---- DATA LISTING

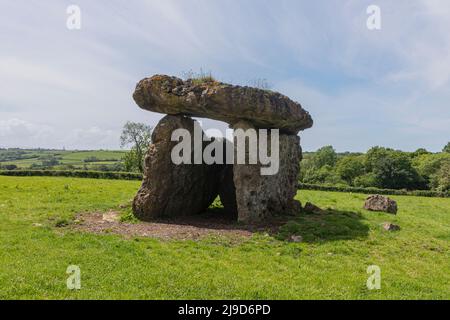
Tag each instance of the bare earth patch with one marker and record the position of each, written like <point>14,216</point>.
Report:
<point>186,228</point>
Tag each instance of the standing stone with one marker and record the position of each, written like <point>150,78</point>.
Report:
<point>261,196</point>
<point>169,189</point>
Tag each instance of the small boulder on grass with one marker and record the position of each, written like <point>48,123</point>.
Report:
<point>380,203</point>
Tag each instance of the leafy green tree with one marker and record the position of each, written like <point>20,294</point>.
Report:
<point>441,181</point>
<point>324,156</point>
<point>138,135</point>
<point>395,171</point>
<point>447,148</point>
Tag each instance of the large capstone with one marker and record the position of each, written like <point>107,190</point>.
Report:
<point>251,190</point>
<point>170,189</point>
<point>221,101</point>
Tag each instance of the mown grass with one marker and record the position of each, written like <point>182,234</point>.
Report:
<point>330,263</point>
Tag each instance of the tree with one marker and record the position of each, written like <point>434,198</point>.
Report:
<point>138,135</point>
<point>447,148</point>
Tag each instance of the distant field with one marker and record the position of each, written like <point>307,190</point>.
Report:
<point>24,159</point>
<point>330,263</point>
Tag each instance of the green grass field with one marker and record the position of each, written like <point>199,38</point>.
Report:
<point>330,263</point>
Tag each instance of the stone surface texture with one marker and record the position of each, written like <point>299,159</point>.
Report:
<point>174,190</point>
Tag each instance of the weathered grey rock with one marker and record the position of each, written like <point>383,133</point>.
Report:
<point>220,101</point>
<point>169,189</point>
<point>380,203</point>
<point>227,192</point>
<point>311,208</point>
<point>260,196</point>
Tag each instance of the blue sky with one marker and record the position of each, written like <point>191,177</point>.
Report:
<point>73,88</point>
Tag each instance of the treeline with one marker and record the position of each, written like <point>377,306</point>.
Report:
<point>380,167</point>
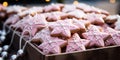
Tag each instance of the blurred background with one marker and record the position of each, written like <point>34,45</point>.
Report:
<point>113,6</point>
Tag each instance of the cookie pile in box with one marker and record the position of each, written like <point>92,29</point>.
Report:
<point>61,28</point>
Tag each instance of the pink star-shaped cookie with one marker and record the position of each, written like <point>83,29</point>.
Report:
<point>35,24</point>
<point>52,46</point>
<point>63,28</point>
<point>115,36</point>
<point>15,9</point>
<point>95,36</point>
<point>12,19</point>
<point>40,36</point>
<point>79,14</point>
<point>32,24</point>
<point>53,7</point>
<point>54,16</point>
<point>68,8</point>
<point>80,24</point>
<point>90,9</point>
<point>75,43</point>
<point>31,11</point>
<point>22,23</point>
<point>95,18</point>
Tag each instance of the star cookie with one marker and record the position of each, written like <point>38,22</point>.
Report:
<point>52,46</point>
<point>53,7</point>
<point>15,9</point>
<point>95,36</point>
<point>79,14</point>
<point>115,36</point>
<point>12,20</point>
<point>54,16</point>
<point>32,11</point>
<point>95,18</point>
<point>40,36</point>
<point>36,23</point>
<point>111,18</point>
<point>68,8</point>
<point>63,28</point>
<point>80,24</point>
<point>75,43</point>
<point>22,23</point>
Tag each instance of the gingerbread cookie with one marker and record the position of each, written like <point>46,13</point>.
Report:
<point>63,28</point>
<point>95,36</point>
<point>75,43</point>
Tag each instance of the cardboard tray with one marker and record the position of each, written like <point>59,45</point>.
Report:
<point>33,53</point>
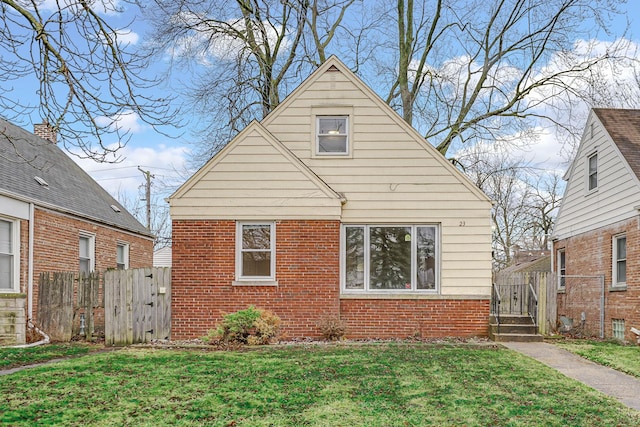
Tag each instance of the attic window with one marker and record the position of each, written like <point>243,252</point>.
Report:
<point>332,135</point>
<point>41,181</point>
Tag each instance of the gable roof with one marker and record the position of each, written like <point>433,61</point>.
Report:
<point>323,196</point>
<point>64,187</point>
<point>333,64</point>
<point>623,126</point>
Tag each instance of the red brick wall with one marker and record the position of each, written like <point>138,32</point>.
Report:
<point>56,246</point>
<point>401,318</point>
<point>591,254</point>
<point>307,271</point>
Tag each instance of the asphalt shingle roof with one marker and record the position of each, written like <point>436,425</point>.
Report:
<point>624,128</point>
<point>25,156</point>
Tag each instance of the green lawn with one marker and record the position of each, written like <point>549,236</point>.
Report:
<point>336,385</point>
<point>13,357</point>
<point>624,358</point>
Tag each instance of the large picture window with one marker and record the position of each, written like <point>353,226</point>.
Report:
<point>8,255</point>
<point>256,251</point>
<point>390,258</point>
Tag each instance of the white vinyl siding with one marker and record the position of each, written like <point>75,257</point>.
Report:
<point>9,255</point>
<point>618,190</point>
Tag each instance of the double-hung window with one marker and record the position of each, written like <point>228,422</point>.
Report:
<point>255,245</point>
<point>592,171</point>
<point>400,258</point>
<point>86,250</point>
<point>332,135</point>
<point>562,269</point>
<point>619,261</point>
<point>122,256</point>
<point>9,255</point>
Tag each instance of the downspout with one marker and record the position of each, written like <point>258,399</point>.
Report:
<point>30,264</point>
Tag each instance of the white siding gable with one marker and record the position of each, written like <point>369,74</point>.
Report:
<point>255,177</point>
<point>617,193</point>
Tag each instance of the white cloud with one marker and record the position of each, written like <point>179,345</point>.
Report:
<point>126,122</point>
<point>168,165</point>
<point>207,41</point>
<point>105,7</point>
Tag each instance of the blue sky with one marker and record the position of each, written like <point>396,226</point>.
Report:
<point>166,156</point>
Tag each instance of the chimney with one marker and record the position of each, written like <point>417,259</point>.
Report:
<point>45,131</point>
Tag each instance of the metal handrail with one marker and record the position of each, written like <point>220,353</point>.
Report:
<point>533,305</point>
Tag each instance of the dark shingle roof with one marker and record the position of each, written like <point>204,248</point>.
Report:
<point>24,156</point>
<point>624,128</point>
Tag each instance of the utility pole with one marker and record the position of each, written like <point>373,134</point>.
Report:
<point>147,194</point>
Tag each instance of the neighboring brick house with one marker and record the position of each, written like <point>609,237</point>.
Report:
<point>54,217</point>
<point>332,206</point>
<point>597,228</point>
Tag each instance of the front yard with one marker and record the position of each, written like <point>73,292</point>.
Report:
<point>392,384</point>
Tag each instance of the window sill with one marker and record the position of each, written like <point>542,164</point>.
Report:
<point>254,283</point>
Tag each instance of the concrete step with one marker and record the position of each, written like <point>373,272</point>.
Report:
<point>513,329</point>
<point>516,337</point>
<point>512,319</point>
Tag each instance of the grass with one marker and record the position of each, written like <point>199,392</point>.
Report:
<point>624,358</point>
<point>13,357</point>
<point>368,385</point>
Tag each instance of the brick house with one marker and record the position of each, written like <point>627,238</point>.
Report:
<point>597,229</point>
<point>332,206</point>
<point>54,217</point>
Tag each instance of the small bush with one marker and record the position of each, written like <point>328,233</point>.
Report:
<point>251,326</point>
<point>332,328</point>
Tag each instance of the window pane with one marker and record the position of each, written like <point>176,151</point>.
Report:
<point>621,272</point>
<point>354,258</point>
<point>256,264</point>
<point>5,237</point>
<point>6,272</point>
<point>332,126</point>
<point>390,249</point>
<point>85,266</point>
<point>621,246</point>
<point>256,237</point>
<point>426,253</point>
<point>84,247</point>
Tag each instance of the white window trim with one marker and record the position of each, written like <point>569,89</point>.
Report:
<point>588,172</point>
<point>126,247</point>
<point>92,249</point>
<point>614,262</point>
<point>559,272</point>
<point>15,253</point>
<point>331,111</point>
<point>253,280</point>
<point>366,290</point>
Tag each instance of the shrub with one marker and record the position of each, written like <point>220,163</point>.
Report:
<point>332,328</point>
<point>251,326</point>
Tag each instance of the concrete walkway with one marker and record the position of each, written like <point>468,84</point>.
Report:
<point>622,387</point>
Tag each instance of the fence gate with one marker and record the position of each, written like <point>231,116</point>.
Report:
<point>137,305</point>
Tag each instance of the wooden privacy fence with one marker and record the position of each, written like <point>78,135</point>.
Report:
<point>137,305</point>
<point>513,289</point>
<point>68,305</point>
<point>128,306</point>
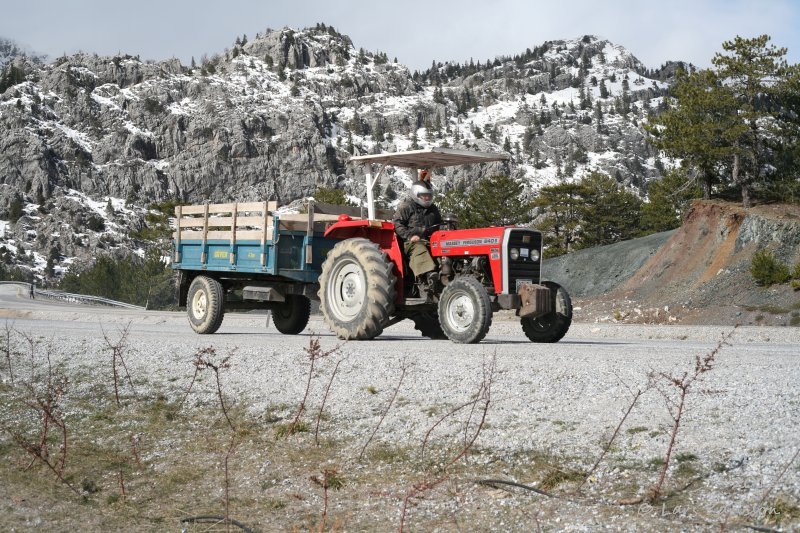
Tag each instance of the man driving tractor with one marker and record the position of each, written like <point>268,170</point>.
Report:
<point>416,218</point>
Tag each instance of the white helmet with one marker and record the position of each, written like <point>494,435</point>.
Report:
<point>422,193</point>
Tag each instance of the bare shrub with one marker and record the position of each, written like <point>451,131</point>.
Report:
<point>118,349</point>
<point>675,389</point>
<point>476,420</point>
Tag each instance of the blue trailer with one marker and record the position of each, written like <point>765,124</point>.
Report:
<point>244,256</point>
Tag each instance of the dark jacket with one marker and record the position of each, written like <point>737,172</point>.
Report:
<point>412,219</point>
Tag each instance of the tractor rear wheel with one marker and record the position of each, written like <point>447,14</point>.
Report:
<point>204,304</point>
<point>357,289</point>
<point>291,317</point>
<point>465,311</point>
<point>553,326</point>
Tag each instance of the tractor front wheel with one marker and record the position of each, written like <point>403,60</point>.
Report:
<point>465,311</point>
<point>357,289</point>
<point>553,326</point>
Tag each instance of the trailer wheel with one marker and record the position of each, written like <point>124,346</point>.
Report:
<point>356,289</point>
<point>204,304</point>
<point>291,317</point>
<point>553,326</point>
<point>428,324</point>
<point>465,311</point>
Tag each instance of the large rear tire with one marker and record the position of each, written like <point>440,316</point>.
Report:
<point>357,290</point>
<point>428,324</point>
<point>291,317</point>
<point>465,311</point>
<point>204,304</point>
<point>553,326</point>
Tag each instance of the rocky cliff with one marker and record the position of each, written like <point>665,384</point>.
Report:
<point>278,116</point>
<point>698,273</point>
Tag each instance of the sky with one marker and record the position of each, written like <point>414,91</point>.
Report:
<point>416,32</point>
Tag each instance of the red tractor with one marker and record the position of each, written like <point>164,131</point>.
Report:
<point>366,285</point>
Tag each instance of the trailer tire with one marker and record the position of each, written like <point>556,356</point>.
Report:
<point>465,311</point>
<point>553,326</point>
<point>291,317</point>
<point>357,289</point>
<point>204,304</point>
<point>428,324</point>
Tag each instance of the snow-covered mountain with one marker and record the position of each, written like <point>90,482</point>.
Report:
<point>10,50</point>
<point>279,115</point>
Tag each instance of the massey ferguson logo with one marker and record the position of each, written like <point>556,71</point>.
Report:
<point>482,241</point>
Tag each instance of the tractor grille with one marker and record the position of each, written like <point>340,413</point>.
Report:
<point>523,268</point>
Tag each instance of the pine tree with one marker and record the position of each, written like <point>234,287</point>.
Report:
<point>749,72</point>
<point>701,128</point>
<point>609,213</point>
<point>560,221</point>
<point>669,199</point>
<point>494,201</point>
<point>603,89</point>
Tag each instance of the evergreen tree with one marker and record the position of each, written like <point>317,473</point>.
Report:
<point>609,213</point>
<point>15,209</point>
<point>669,199</point>
<point>333,196</point>
<point>561,218</point>
<point>494,201</point>
<point>603,89</point>
<point>750,70</point>
<point>701,128</point>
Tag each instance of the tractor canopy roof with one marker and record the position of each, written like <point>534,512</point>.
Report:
<point>430,158</point>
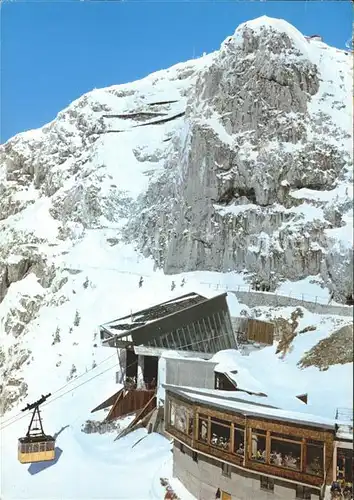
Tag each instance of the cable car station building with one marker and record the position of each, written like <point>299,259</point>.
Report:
<point>190,323</point>
<point>233,450</point>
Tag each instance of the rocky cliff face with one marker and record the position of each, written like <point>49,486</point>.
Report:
<point>260,176</point>
<point>239,160</point>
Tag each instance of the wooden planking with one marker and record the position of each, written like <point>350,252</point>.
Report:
<point>304,432</point>
<point>260,331</point>
<point>148,408</point>
<point>109,402</point>
<point>217,452</point>
<point>298,476</point>
<point>133,400</point>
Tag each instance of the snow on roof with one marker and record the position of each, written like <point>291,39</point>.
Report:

--------

WHAT THE TASK ASKS:
In the entries above, find the line holding "Tag each instance of the white helmet" and the line holding "Tag each instance of the bare shrub", then retype exactly those two lines and every line between them, and nothing else.

SOLUTION FOR THIS TASK:
Tag each instance of the white helmet with one marker and record the position of each, written like <point>494,435</point>.
Report:
<point>422,193</point>
Tag each instance of the bare shrub with one marker and record the position of each, written like <point>451,131</point>.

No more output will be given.